TASK DETAILS
Given the records below, would you repeat exactly the lines that begin at the one containing "drop a point: the plastic bucket" and end at the one containing "drop a point: the shop entrance", inclusive?
### DATA SHOWN ###
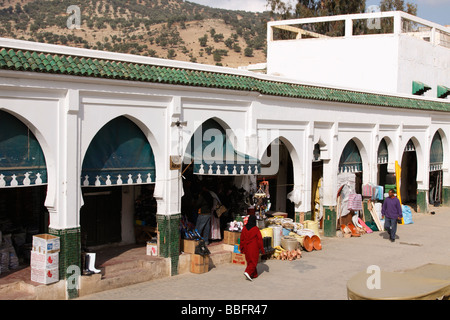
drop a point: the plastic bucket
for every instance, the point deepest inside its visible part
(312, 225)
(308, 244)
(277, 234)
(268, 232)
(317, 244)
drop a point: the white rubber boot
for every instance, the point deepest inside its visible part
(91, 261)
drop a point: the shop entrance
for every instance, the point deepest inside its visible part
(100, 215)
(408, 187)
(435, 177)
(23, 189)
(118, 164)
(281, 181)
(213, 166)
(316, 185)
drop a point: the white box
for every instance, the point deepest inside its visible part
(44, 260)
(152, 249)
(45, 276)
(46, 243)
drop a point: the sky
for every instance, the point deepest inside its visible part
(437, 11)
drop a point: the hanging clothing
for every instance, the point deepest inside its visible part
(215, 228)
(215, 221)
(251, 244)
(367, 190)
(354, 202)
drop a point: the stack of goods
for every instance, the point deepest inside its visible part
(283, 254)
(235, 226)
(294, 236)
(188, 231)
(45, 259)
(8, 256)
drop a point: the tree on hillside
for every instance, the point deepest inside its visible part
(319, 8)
###
### DATA SHOWN ###
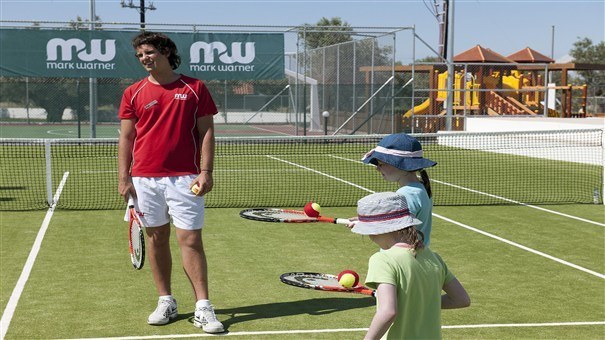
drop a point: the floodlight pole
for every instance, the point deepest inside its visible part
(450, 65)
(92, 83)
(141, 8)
###
### DATA SHOWN ###
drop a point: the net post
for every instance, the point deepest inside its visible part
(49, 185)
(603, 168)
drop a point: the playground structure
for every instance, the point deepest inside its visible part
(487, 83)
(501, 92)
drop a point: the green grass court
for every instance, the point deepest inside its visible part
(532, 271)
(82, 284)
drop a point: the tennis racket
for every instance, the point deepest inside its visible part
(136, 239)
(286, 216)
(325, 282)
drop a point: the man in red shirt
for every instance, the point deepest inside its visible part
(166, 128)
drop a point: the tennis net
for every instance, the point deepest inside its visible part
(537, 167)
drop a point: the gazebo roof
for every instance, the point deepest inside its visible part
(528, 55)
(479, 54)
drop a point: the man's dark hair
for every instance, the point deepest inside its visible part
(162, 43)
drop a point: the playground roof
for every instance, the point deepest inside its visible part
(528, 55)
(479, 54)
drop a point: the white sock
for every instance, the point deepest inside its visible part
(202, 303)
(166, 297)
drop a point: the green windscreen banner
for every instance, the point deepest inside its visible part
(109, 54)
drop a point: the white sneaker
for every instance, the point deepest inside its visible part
###
ANSWER
drop a point: the plastic bucket
for every instance, the point deepest inside its visible part
(312, 225)
(308, 244)
(277, 234)
(268, 232)
(317, 244)
drop a point: the white rubber boot
for every instance, the point deepest inside its visible part
(91, 261)
drop a point: the shop entrance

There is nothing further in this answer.